ARTICLE
## start

The failed forecast reveals the structure most clearly. When a predicted scandal does not materialize, or a political call proves wrong, the responses divide along familiar lines. The fully committed double down, treating the miss as a test of the model’s deeper accuracy. The digital guerrilla pivots to a meta-narrative about media framing, blaming the insider culture the new competitors represent. The legal realist tightens the verification rules. The cultural participant moves on to the next story. None of these responses addresses the underlying question the failed forecast raises: whether the moral language of fearlessness is tracking reality or managing anxiety about the institution’s place in a landscape that keeps getting more crowded.
There is no single stable model of Crikey journalism. The jurisdictional war is a struggle over who gets to define what independence requires in practice. Beneath that it is a struggle over whether independence can survive as a business model inside a small, concentrated media market. And beneath even that is the question the framework refuses to answer cleanly: whether being outside the system gives you clearer vision, or simply less protection. The newsroom is a space where that question is fought over every morning, and the answer changes depending on which coalition controls the homepage, which lawyer reads the lede, and which version of fearlessness gets subscribers.
The surface question, whether being outside the system gives clearer vision or less protection, sounds like a philosophical puzzle about independence. It is a practical crisis that Crikey lives with constantly. The argument for clarity is straightforward and Crikey has made it explicitly for most of its existence. If you take no advertising from the companies you cover, accept no invitations to the events where relationships are formed and favors are traded, hire no one who expects to return to a government communications role after a few years in journalism, then you see things the mastheads cannot afford to see. You name things they cannot afford to name. You are not managing a relationship with James Packer or a federal minister or a major bank. You owe nothing. The phone call that would make a News Corp editor hesitate does not work on you because there is nothing to threaten.

## end

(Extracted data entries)
## start

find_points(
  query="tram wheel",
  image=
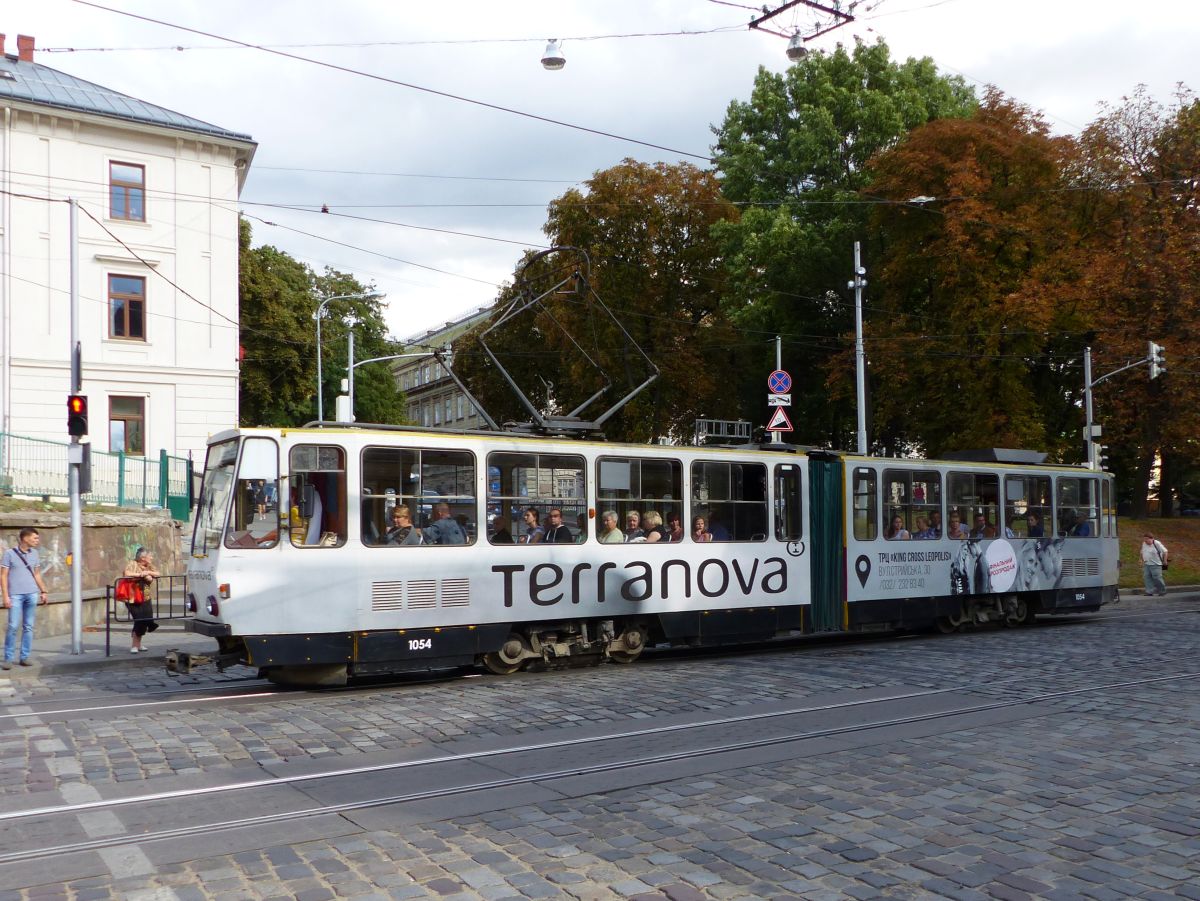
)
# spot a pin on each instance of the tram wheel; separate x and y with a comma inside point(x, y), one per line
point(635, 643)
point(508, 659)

## end
## start

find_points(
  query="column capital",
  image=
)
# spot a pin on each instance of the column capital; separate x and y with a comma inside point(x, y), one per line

## end

TASK
Can you repeat word for word everything in the passage on Crikey from "The failed forecast reveals" down to "getting more crowded."? Work only from the passage on Crikey and leave the data aside.

ANSWER FOR THIS EXERCISE
The failed forecast reveals the structure most clearly. When a predicted scandal does not materialize, or a political call proves wrong, the responses divide along familiar lines. The fully committed double down, treating the miss as a test of the model’s deeper accuracy. The digital guerrilla pivots to a meta-narrative about media framing, blaming the insider culture the new competitors represent. The legal realist tightens the verification rules. The cultural participant moves on to the next story. None of these responses addresses the underlying question the failed forecast raises: whether the moral language of fearlessness is tracking reality or managing anxiety about the institution’s place in a landscape that keeps getting more crowded.